-- Data lines start --

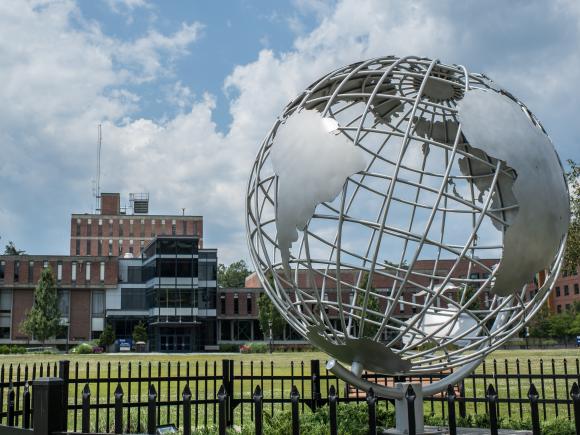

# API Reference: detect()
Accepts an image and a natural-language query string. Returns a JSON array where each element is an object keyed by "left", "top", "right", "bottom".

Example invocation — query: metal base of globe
[{"left": 382, "top": 382, "right": 443, "bottom": 435}]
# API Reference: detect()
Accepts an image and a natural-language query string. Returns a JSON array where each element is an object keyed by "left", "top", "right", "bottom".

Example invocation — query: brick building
[{"left": 70, "top": 193, "right": 203, "bottom": 257}]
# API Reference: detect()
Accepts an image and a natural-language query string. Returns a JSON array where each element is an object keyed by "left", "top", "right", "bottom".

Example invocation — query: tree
[
  {"left": 258, "top": 293, "right": 286, "bottom": 337},
  {"left": 99, "top": 323, "right": 115, "bottom": 349},
  {"left": 20, "top": 267, "right": 63, "bottom": 345},
  {"left": 133, "top": 322, "right": 149, "bottom": 343},
  {"left": 563, "top": 160, "right": 580, "bottom": 273},
  {"left": 218, "top": 260, "right": 251, "bottom": 288},
  {"left": 4, "top": 241, "right": 26, "bottom": 255}
]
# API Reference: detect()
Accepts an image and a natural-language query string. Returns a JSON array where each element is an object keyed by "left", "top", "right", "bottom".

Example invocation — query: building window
[
  {"left": 14, "top": 261, "right": 20, "bottom": 282},
  {"left": 91, "top": 290, "right": 105, "bottom": 317},
  {"left": 220, "top": 295, "right": 226, "bottom": 314},
  {"left": 28, "top": 261, "right": 34, "bottom": 283},
  {"left": 246, "top": 293, "right": 252, "bottom": 314}
]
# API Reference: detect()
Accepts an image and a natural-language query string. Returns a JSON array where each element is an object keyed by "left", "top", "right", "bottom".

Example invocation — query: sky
[{"left": 0, "top": 0, "right": 580, "bottom": 264}]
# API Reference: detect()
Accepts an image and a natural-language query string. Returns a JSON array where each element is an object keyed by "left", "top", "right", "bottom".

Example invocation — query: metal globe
[{"left": 246, "top": 56, "right": 569, "bottom": 396}]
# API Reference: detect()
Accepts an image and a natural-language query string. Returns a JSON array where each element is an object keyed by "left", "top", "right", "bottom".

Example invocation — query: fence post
[
  {"left": 328, "top": 385, "right": 338, "bottom": 435},
  {"left": 310, "top": 359, "right": 321, "bottom": 412},
  {"left": 22, "top": 381, "right": 30, "bottom": 429},
  {"left": 218, "top": 384, "right": 228, "bottom": 435},
  {"left": 222, "top": 359, "right": 234, "bottom": 426},
  {"left": 405, "top": 384, "right": 417, "bottom": 435},
  {"left": 290, "top": 385, "right": 302, "bottom": 435},
  {"left": 58, "top": 359, "right": 70, "bottom": 411},
  {"left": 8, "top": 381, "right": 14, "bottom": 426},
  {"left": 81, "top": 384, "right": 91, "bottom": 433},
  {"left": 181, "top": 384, "right": 197, "bottom": 435},
  {"left": 528, "top": 384, "right": 540, "bottom": 435},
  {"left": 447, "top": 384, "right": 457, "bottom": 435},
  {"left": 147, "top": 384, "right": 157, "bottom": 434},
  {"left": 487, "top": 384, "right": 498, "bottom": 435},
  {"left": 459, "top": 380, "right": 467, "bottom": 418},
  {"left": 32, "top": 378, "right": 67, "bottom": 435},
  {"left": 254, "top": 385, "right": 264, "bottom": 435},
  {"left": 115, "top": 384, "right": 123, "bottom": 433},
  {"left": 570, "top": 382, "right": 580, "bottom": 435},
  {"left": 367, "top": 388, "right": 377, "bottom": 435}
]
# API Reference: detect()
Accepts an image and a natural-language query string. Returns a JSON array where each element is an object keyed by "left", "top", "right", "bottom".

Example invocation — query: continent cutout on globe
[
  {"left": 271, "top": 110, "right": 366, "bottom": 269},
  {"left": 458, "top": 89, "right": 570, "bottom": 296}
]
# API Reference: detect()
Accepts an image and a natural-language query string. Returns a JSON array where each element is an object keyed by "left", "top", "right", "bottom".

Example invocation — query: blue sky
[{"left": 0, "top": 0, "right": 580, "bottom": 263}]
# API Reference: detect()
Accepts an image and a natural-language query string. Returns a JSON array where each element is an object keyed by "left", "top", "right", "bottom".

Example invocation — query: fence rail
[{"left": 0, "top": 359, "right": 580, "bottom": 434}]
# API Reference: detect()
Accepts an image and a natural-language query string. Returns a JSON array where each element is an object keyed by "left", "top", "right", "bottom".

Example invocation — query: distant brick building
[{"left": 70, "top": 193, "right": 203, "bottom": 257}]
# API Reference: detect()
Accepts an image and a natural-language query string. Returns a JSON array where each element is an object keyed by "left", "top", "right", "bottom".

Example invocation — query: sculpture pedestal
[{"left": 383, "top": 382, "right": 443, "bottom": 435}]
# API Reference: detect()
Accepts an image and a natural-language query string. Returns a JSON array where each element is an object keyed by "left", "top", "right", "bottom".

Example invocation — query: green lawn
[{"left": 0, "top": 348, "right": 580, "bottom": 430}]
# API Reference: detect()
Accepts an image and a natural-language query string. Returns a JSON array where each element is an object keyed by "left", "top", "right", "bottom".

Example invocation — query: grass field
[{"left": 0, "top": 348, "right": 580, "bottom": 429}]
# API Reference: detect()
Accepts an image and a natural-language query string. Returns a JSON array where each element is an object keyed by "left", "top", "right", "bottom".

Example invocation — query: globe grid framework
[{"left": 246, "top": 56, "right": 569, "bottom": 396}]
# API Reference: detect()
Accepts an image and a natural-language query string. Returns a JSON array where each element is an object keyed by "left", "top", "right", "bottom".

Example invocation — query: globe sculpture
[{"left": 246, "top": 56, "right": 569, "bottom": 428}]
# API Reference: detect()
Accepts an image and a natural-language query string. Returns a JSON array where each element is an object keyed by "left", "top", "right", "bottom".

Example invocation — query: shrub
[
  {"left": 71, "top": 343, "right": 93, "bottom": 354},
  {"left": 220, "top": 343, "right": 240, "bottom": 352}
]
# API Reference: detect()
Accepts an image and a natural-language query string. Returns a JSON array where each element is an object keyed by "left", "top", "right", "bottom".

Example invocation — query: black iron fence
[{"left": 0, "top": 359, "right": 580, "bottom": 433}]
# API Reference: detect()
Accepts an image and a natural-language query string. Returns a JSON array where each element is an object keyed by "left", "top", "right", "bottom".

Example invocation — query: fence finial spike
[
  {"left": 528, "top": 383, "right": 540, "bottom": 400},
  {"left": 570, "top": 382, "right": 580, "bottom": 399}
]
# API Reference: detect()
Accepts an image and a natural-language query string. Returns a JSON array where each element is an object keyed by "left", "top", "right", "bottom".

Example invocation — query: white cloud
[{"left": 0, "top": 0, "right": 580, "bottom": 268}]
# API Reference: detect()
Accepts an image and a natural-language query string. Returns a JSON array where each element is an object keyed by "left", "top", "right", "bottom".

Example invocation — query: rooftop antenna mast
[{"left": 95, "top": 124, "right": 103, "bottom": 212}]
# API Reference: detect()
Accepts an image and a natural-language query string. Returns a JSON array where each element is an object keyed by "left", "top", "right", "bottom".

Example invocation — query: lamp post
[{"left": 268, "top": 319, "right": 274, "bottom": 353}]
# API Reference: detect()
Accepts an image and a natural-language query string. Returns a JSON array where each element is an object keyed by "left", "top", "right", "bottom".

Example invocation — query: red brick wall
[
  {"left": 12, "top": 289, "right": 34, "bottom": 340},
  {"left": 70, "top": 289, "right": 91, "bottom": 340}
]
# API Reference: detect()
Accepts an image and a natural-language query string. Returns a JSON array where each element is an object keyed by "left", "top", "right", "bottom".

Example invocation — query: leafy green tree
[
  {"left": 20, "top": 267, "right": 63, "bottom": 345},
  {"left": 564, "top": 160, "right": 580, "bottom": 273},
  {"left": 4, "top": 241, "right": 26, "bottom": 255},
  {"left": 133, "top": 322, "right": 149, "bottom": 343},
  {"left": 99, "top": 323, "right": 115, "bottom": 349},
  {"left": 258, "top": 293, "right": 286, "bottom": 338},
  {"left": 217, "top": 260, "right": 251, "bottom": 288}
]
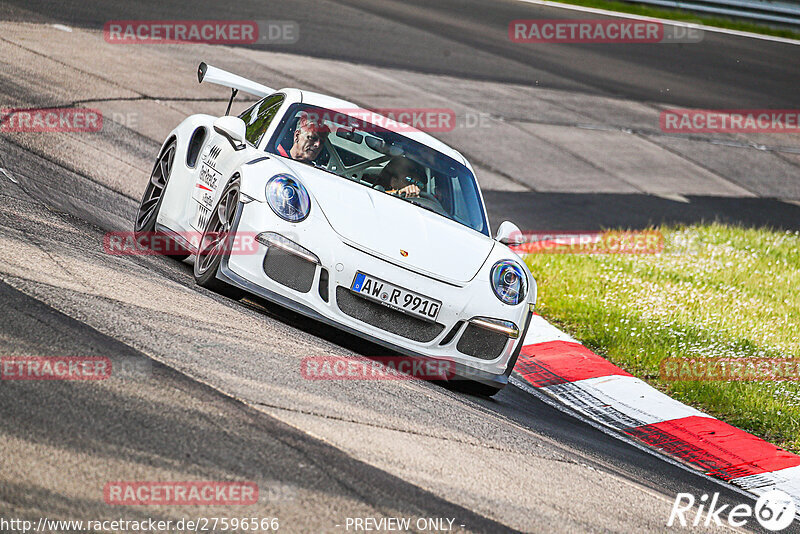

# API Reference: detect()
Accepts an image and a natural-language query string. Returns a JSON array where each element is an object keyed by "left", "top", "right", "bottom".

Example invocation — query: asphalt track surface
[{"left": 0, "top": 1, "right": 800, "bottom": 532}]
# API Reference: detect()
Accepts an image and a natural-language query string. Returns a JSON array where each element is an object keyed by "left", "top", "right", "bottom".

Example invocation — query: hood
[{"left": 283, "top": 160, "right": 495, "bottom": 285}]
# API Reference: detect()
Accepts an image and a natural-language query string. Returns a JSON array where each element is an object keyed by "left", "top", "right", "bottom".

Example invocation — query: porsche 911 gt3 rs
[{"left": 135, "top": 63, "right": 536, "bottom": 395}]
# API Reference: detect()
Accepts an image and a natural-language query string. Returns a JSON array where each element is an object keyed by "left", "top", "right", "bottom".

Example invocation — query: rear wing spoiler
[{"left": 197, "top": 62, "right": 275, "bottom": 97}]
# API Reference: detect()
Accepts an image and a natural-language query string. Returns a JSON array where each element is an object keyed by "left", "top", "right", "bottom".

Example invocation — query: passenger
[{"left": 376, "top": 156, "right": 425, "bottom": 197}]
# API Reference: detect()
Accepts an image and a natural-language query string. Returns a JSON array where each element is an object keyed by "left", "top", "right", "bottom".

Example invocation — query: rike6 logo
[{"left": 667, "top": 490, "right": 797, "bottom": 532}]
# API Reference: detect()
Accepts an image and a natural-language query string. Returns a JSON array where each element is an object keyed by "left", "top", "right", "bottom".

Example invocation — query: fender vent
[{"left": 186, "top": 126, "right": 206, "bottom": 169}]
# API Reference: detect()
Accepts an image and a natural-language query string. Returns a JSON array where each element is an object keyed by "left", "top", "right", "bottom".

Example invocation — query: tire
[
  {"left": 454, "top": 381, "right": 503, "bottom": 397},
  {"left": 194, "top": 176, "right": 245, "bottom": 300},
  {"left": 133, "top": 141, "right": 190, "bottom": 261}
]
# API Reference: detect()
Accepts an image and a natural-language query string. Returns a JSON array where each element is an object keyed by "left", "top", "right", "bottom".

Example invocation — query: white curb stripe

-- Data lines end --

Description of the task: Identify every line in the rows above that contains the string "white", with matching case, and copy each of those lines in full.

Task solution:
Example invocation — query: white cloud
Example invocation — query: white curb stripe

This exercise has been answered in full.